▶ Instructions for the task
Reproduce the listing word for word, leaving every picture behind.

▶ Stored data

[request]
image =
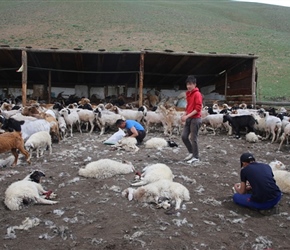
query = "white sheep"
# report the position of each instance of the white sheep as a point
(129, 114)
(273, 125)
(252, 137)
(128, 144)
(71, 118)
(26, 191)
(106, 168)
(38, 142)
(285, 135)
(154, 173)
(87, 116)
(159, 143)
(106, 118)
(162, 188)
(282, 178)
(277, 165)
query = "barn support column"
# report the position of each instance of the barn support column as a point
(254, 84)
(141, 78)
(49, 87)
(24, 77)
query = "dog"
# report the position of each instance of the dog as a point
(26, 191)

▶ Exercise answer
[request]
image =
query = "white sheep"
# report the position of each instance of the white sheep as a point
(129, 114)
(273, 125)
(252, 137)
(128, 144)
(71, 118)
(26, 191)
(106, 168)
(38, 142)
(285, 135)
(154, 173)
(87, 116)
(159, 143)
(106, 118)
(162, 188)
(282, 178)
(277, 165)
query = "barn support column"
# report the position of each instance of the barn support column as a point
(254, 84)
(141, 78)
(49, 87)
(24, 77)
query = "dog"
# report the position of each instance of the dog as a point
(26, 191)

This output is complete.